▶ _Document excerpt_
________________________

Blog Post

AI - Azure AI services Blog
4 MIN READ

Customize the Phi-3.5 family of models with LoRA fine-tuning in Azure

martincai's avatar
martincai
Microsoft
Oct 31, 2024

The Phi model collection represents the latest advancement in Microsoft's series of Small Language Models (SLMs). Back in August 2024, we welcomed the latest additions, Phi-3.5-mini and Phi-3.5-MoE, a Mixture-of-Experts (MoE) model:

  • Phi-3.5-mini: This 3.8B parameter model enhances multi-lingual support, reasoning capability, and offers an extended context length of 128K tokens.
  • Phi-3.5-MoE: Featuring 16 experts and 6.6B active parameters, this model delivers high performance, reduced latency, multi-lingual support, and robust safety measures, surpassing the capabilities of larger models while maintaining the efficacy of the Phi models.

________________________

▶ _Material shown_
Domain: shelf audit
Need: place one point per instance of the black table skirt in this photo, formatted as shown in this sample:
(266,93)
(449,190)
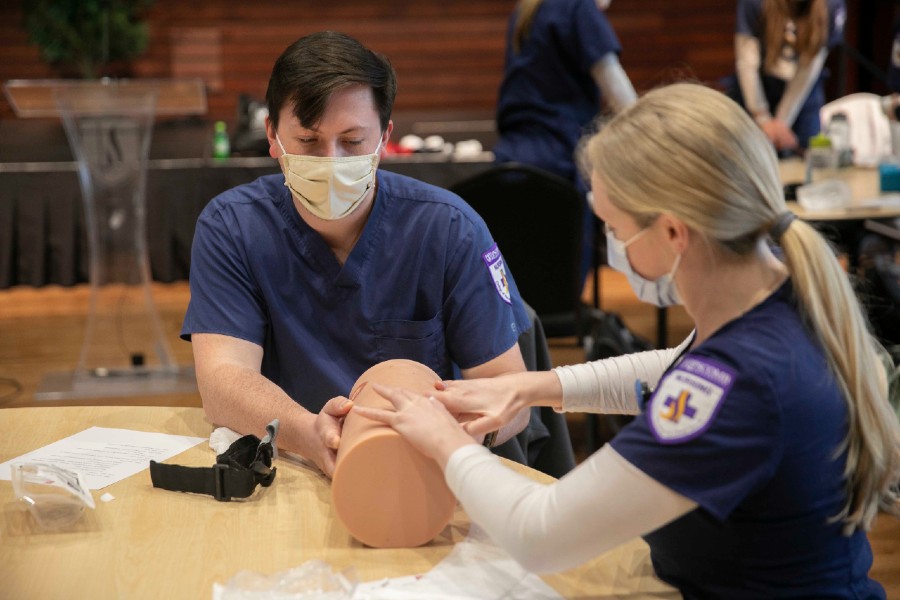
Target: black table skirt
(42,230)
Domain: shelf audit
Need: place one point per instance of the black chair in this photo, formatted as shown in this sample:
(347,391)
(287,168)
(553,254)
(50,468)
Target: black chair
(536,219)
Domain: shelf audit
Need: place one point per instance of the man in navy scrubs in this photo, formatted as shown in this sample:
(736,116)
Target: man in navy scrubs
(302,281)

________________________

▶ _Challenge 1_
In the Phi-3.5 blog post, shorten the paragraph that begins "The Phi model collection represents" while keeping its main facts.
▶ _Challenge 2_
According to the Phi-3.5 blog post, what context length does Phi-3.5-mini offer?
▶ _Challenge 3_
Reproduce word for word the part of the Phi-3.5 blog post that starts at "The Phi model collection represents" and ends after "of 128K tokens.".

▶ _Response 1_
Phi is Microsoft's newest series of Small Language Models (SLMs). In August 2024 it gained Phi-3.5-mini and Phi-3.5-MoE, a Mixture-of-Experts model.

▶ _Response 2_
It offers an extended context length of 128K tokens.

▶ _Response 3_
The Phi model collection represents the latest advancement in Microsoft's series of Small Language Models (SLMs). Back in August 2024, we welcomed the latest additions, Phi-3.5-mini and Phi-3.5-MoE, a Mixture-of-Experts (MoE) model:

  • Phi-3.5-mini: This 3.8B parameter model enhances multi-lingual support, reasoning capability, and offers an extended context length of 128K tokens.